Records for the exercise:
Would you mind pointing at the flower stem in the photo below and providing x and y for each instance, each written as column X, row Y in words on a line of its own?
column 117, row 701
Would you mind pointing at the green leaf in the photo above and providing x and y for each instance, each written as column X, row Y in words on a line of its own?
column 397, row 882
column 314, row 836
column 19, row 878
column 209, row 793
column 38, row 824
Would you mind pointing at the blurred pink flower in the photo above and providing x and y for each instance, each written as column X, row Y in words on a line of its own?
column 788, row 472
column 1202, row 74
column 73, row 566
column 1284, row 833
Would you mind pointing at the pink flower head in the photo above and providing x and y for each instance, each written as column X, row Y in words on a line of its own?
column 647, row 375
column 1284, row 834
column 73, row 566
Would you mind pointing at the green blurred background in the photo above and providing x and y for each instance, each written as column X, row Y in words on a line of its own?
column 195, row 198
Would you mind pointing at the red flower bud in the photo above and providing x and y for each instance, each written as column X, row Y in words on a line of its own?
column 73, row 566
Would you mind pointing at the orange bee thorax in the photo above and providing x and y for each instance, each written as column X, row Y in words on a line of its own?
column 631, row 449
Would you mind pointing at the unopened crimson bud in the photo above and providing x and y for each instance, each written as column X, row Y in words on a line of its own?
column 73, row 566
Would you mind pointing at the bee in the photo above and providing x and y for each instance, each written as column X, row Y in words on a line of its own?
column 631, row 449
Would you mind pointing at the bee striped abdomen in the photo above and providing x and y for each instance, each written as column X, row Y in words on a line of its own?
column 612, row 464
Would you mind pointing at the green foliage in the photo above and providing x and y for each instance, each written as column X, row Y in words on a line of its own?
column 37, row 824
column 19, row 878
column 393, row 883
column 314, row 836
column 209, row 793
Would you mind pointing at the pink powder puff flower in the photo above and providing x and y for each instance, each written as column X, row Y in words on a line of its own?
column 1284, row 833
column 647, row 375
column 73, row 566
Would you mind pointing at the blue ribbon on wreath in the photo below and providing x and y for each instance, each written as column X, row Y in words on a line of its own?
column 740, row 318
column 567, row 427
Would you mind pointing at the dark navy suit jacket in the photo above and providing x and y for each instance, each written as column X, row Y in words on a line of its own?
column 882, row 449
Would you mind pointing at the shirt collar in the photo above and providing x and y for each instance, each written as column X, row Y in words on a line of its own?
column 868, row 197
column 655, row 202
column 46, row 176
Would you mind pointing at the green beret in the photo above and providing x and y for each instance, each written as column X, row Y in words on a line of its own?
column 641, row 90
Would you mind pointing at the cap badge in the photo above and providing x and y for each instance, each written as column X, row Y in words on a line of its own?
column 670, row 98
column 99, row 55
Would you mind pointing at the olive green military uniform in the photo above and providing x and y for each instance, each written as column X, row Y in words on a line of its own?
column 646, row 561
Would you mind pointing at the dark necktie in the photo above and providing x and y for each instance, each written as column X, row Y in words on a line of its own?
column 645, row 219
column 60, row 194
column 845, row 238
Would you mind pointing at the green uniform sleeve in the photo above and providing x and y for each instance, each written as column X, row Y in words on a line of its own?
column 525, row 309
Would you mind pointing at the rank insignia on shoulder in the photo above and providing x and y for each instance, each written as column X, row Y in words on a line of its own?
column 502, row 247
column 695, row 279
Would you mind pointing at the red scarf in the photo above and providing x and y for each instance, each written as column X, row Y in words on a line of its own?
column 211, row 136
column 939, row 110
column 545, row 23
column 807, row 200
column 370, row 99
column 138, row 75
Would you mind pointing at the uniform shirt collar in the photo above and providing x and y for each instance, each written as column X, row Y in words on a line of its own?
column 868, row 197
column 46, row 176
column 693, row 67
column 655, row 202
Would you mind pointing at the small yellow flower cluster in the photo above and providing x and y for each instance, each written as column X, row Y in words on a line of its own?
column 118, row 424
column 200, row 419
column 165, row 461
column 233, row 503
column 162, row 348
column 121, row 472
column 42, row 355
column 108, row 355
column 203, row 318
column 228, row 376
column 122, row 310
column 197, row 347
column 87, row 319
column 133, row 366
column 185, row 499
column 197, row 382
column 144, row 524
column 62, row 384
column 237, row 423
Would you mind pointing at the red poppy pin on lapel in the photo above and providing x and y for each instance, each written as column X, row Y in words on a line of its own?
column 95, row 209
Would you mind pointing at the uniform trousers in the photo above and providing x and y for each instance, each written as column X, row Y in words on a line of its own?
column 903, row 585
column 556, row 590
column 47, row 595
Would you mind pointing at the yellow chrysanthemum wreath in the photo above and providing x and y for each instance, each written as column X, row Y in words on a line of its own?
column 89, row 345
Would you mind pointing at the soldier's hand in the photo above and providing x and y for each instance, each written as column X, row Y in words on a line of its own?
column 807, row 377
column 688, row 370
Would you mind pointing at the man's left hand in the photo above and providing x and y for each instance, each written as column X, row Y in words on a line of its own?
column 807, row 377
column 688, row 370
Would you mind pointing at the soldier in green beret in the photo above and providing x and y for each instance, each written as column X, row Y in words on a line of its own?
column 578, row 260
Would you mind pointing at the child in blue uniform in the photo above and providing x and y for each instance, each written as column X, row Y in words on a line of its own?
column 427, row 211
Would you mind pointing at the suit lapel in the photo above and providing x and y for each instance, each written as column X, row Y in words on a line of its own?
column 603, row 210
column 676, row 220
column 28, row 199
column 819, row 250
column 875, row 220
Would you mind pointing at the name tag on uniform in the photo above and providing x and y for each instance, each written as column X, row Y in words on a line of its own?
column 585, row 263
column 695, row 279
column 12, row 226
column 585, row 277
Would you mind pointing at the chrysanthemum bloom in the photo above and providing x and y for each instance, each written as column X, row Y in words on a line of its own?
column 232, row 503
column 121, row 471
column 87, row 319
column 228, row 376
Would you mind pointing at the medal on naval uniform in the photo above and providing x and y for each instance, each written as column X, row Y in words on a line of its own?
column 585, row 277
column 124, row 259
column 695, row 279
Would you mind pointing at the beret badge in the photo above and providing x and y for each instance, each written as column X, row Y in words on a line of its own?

Work instruction: All records above must be set down exactly, please.

Written answer:
Would you mind pointing at the flower stem in the photo below and providing x and y for each instance, each written as column X, row Y in words on a line of its own?
column 117, row 701
Would you mind pointing at the green leaf in the photo above and providing x and y for each instance, each written as column X, row Y in words on a line of its own?
column 397, row 882
column 314, row 836
column 19, row 878
column 209, row 793
column 38, row 824
Would you mind pointing at the blurred pink flower in the photo above and providing x and y for each instance, each written as column X, row Y in words on a line of its own?
column 788, row 472
column 1202, row 74
column 73, row 566
column 1284, row 833
Would you mind pointing at the pink flower head in the photo above and providing x and y for each instance, each written as column X, row Y in words on a line of its own?
column 647, row 375
column 1284, row 834
column 73, row 566
Would you mind pointing at the green blurred background in the photo above and providing x and y for each instance, each written as column X, row Y in words on a line of its own?
column 195, row 198
Would you mind pointing at the red flower bud in the photo above and providing x and y for each instance, each written as column X, row Y in words on a line of its own?
column 73, row 566
Would you mind pointing at the orange bee thorax in the photo above and providing x and y for each instance, each written as column X, row Y in words on a line of its own?
column 631, row 449
Would you mind pointing at the unopened crimson bud in the photo above and providing x and y for each instance, each written as column X, row Y in words on a line of its own?
column 73, row 566
Would you mind pointing at the bee in the photo above and providing x and y for each instance, each written as column X, row Y in words on a line of its own?
column 631, row 449
Would you mind pointing at the bee striped abdomen in the photo above and providing x and y for each instance, each written as column X, row Y in words on a line of its own?
column 612, row 464
Would you mind pointing at the green foliage in the photo above and providing x and y for each instance, each written as column X, row Y in words on a line of its own?
column 37, row 824
column 19, row 878
column 393, row 883
column 314, row 836
column 209, row 793
Would you mind pointing at the pink powder puff flower in the photo above and providing x and y for each instance, each written as column X, row Y in words on a line of its own?
column 1284, row 833
column 647, row 375
column 73, row 566
Would you mind pointing at the blue ribbon on wreath in the photo below and providing x and y for each instance, each written as column X, row Y in words on a line of its own?
column 740, row 318
column 567, row 427
Would you mind pointing at the dark navy suit jacket in the photo above and providing x and y for each instance, each written as column X, row Y in words on a line of its own?
column 882, row 449
Would you mind pointing at the shirt collar in the photo above and providing x and y for each instance, each written as column X, row Y in words on a line of its own?
column 868, row 197
column 655, row 202
column 46, row 176
Would you mind pointing at the green beret in the photo above and providing x and y for each instance, each written as column X, row Y in words on a line of its own?
column 641, row 90
Would you mind pointing at the cap badge in the photo above and providing x and y for each instance, each written as column X, row Y in words on a line of its own?
column 670, row 98
column 99, row 55
Would you mind pointing at the olive green military uniform in the photo above and providing x and y for each instance, each written as column X, row Y in words on a line of its own?
column 646, row 561
Would you mind pointing at the dark necktie in the photo above and providing x and y for each instance, each written as column X, row Y in words on a line of its own?
column 645, row 219
column 60, row 194
column 845, row 238
Would you mind pointing at the green uniform sleeve in the photo above and providing x and y for each instance, each written as column X, row Y in words on a line of its own?
column 525, row 309
Would you mind pointing at the rank insignia on shoulder in the photo above and providing x and y for each instance, each written as column X, row Y in words on a line of its own?
column 502, row 247
column 695, row 279
Would you mind pointing at the red scarf in the photo above and providing x and y for each instance, each written as column X, row Y in words on a line of its own?
column 211, row 136
column 939, row 110
column 545, row 23
column 807, row 200
column 370, row 99
column 138, row 75
Would you mind pointing at the uniform shirt collar in the photo above and providing x and y for each instance, each written as column X, row Y in words on a line of its own?
column 868, row 197
column 46, row 176
column 693, row 67
column 655, row 202
Would you mind pointing at the small yellow flower cluster in the photo above and providing x and y for each instance, each written as column X, row Y in words on a line of its own?
column 118, row 424
column 200, row 419
column 165, row 461
column 233, row 503
column 162, row 348
column 121, row 472
column 42, row 355
column 108, row 355
column 203, row 318
column 228, row 376
column 122, row 310
column 197, row 347
column 87, row 319
column 133, row 366
column 185, row 499
column 197, row 382
column 144, row 524
column 62, row 384
column 237, row 423
Would you mind pointing at the red poppy pin on lapel in the photo above and providing x and y for each instance, each written as column X, row Y in words on a line of its own?
column 95, row 209
Would you mind pointing at the uniform trousers in the photo above and providing x and y for each instance, each written as column X, row Y in words on a line of its own?
column 903, row 585
column 556, row 590
column 47, row 595
Would you mind pointing at the yellow chrysanthemum wreath in the photo above and providing x and y for each instance, each written as column X, row Y in words on a line of its own?
column 89, row 345
Would you mind pointing at the soldier's hand in the photo above and providing x and y for each instance, each written as column X, row Y in words on a line of its own?
column 807, row 377
column 688, row 370
Would you mind pointing at the man's left hand in the photo above and providing x and y for each instance, each written as column X, row Y in words on a line of its own?
column 807, row 377
column 688, row 370
Would you mind pointing at the soldier in green beret in the photo above and providing x and y for each instance, each written as column X, row Y in words on a line of its own?
column 578, row 260
Would you mind pointing at the child in blue uniform in the photo above and providing x and y for each instance, each written as column X, row Y in words on a line of its own?
column 427, row 211
Would you mind pointing at the suit lapel in the photo above and providing x and y for each instance, each written as column X, row Y in words on a line of its own?
column 603, row 210
column 676, row 220
column 28, row 199
column 819, row 250
column 875, row 220
Would you mind pointing at the name tag on uniform in the photo above and providing x and y for each instance, each written as column X, row Y in words on a line of its own?
column 585, row 263
column 695, row 279
column 12, row 226
column 585, row 277
Would you mind pointing at the chrysanthemum bloom in the photo above and providing x and y for each instance, each written as column X, row Y in words on a line of its own?
column 232, row 503
column 121, row 471
column 87, row 319
column 228, row 376
Would you mind pointing at the medal on naval uniform in the photo above and providing x and y for each instance, each written as column X, row Y in words on a line of its own?
column 585, row 277
column 124, row 259
column 695, row 279
Would you mind pointing at the beret badge in the photo above and providing x and y for each instance, each written as column X, row Y in words on a line of its own?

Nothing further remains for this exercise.